* **WHAT IS BEING ASKED**
Below is a block of records; repeat each one exactly.

** start **

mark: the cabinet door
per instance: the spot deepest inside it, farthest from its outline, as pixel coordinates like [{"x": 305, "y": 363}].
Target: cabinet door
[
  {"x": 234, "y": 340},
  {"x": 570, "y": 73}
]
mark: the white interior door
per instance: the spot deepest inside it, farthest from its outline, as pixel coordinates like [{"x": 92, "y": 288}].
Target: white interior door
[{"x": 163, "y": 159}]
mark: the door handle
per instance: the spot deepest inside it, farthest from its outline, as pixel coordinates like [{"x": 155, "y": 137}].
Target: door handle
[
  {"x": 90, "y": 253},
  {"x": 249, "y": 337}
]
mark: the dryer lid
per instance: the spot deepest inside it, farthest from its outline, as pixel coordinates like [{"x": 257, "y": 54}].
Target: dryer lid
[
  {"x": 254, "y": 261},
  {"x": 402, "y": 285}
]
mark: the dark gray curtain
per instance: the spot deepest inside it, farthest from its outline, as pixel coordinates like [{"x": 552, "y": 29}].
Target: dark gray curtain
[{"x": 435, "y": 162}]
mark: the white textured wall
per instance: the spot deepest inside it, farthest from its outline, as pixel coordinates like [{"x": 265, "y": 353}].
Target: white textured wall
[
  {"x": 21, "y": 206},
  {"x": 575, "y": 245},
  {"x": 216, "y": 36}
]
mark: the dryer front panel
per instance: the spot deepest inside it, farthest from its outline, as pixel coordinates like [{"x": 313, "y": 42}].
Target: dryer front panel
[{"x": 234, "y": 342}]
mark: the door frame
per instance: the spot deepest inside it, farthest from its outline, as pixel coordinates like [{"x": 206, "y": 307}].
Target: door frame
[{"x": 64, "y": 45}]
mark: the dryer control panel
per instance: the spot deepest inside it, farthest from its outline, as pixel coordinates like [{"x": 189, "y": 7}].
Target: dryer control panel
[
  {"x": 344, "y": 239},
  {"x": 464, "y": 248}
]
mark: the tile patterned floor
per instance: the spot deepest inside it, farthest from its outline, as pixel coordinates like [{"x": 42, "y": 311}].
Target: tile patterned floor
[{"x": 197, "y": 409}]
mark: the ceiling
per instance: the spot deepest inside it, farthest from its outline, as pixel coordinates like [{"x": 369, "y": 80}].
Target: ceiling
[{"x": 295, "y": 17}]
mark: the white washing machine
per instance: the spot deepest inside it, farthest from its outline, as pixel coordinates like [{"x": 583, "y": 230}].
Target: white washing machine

** end **

* **PROBLEM SOLUTION**
mark: the cabinet door
per instance: the spot deepest inside it, farthest from its outline, as pixel coordinates like [{"x": 305, "y": 363}].
Target: cabinet door
[
  {"x": 234, "y": 340},
  {"x": 570, "y": 73}
]
mark: the white interior door
per instance: the spot deepest inside it, farthest from its outline, as pixel coordinates like [{"x": 92, "y": 288}].
Target: white interior door
[{"x": 163, "y": 159}]
mark: the door handle
per instance: the spot deepest inside it, farthest from its outline, as pixel coordinates like [{"x": 155, "y": 137}].
Target: door handle
[
  {"x": 90, "y": 253},
  {"x": 249, "y": 337}
]
mark: the dryer lid
per instance: the spot deepest inside it, farthest from its outline, as pixel coordinates like [{"x": 257, "y": 54}].
Target: dryer lid
[
  {"x": 254, "y": 261},
  {"x": 402, "y": 285}
]
mark: the dark gray curtain
per instance: the spot deepest inside it, farthest from its outline, as pixel coordinates like [{"x": 552, "y": 29}].
Target: dark gray curtain
[{"x": 435, "y": 162}]
mark: the white textured wall
per instance: the spot deepest inside it, farthest from its outline, as pixel coordinates like [{"x": 265, "y": 353}].
Target: white textured wall
[
  {"x": 21, "y": 206},
  {"x": 575, "y": 245},
  {"x": 216, "y": 36}
]
mark: the dryer front panel
per instance: the spot deepest inside it, farthest from its outline, as pixel coordinates like [{"x": 313, "y": 42}].
Target: dryer front panel
[{"x": 234, "y": 342}]
mark: the door frame
per instance: the spot deepest inside it, farthest from its outline, as pixel coordinates like [{"x": 206, "y": 307}].
Target: door frame
[{"x": 64, "y": 45}]
mark: the dryer control panel
per instance: the spot deepest inside it, farthest from its outline, as pixel coordinates like [{"x": 189, "y": 7}].
Target: dryer control panel
[
  {"x": 344, "y": 239},
  {"x": 464, "y": 248}
]
mark: the tile patterned floor
per instance: the spot deepest inside it, farthest from its outline, as pixel coordinates like [{"x": 42, "y": 311}].
Target: tile patterned floor
[{"x": 197, "y": 409}]
mark: the ceiling
per instance: the spot deepest inside it, farthest from its outline, as pixel coordinates like [{"x": 369, "y": 80}].
Target: ceiling
[{"x": 295, "y": 17}]
mark: the white washing machine
per instance: the spot deepest inside it, farthest from its outline, as pixel coordinates like [{"x": 583, "y": 230}].
Target: white washing machine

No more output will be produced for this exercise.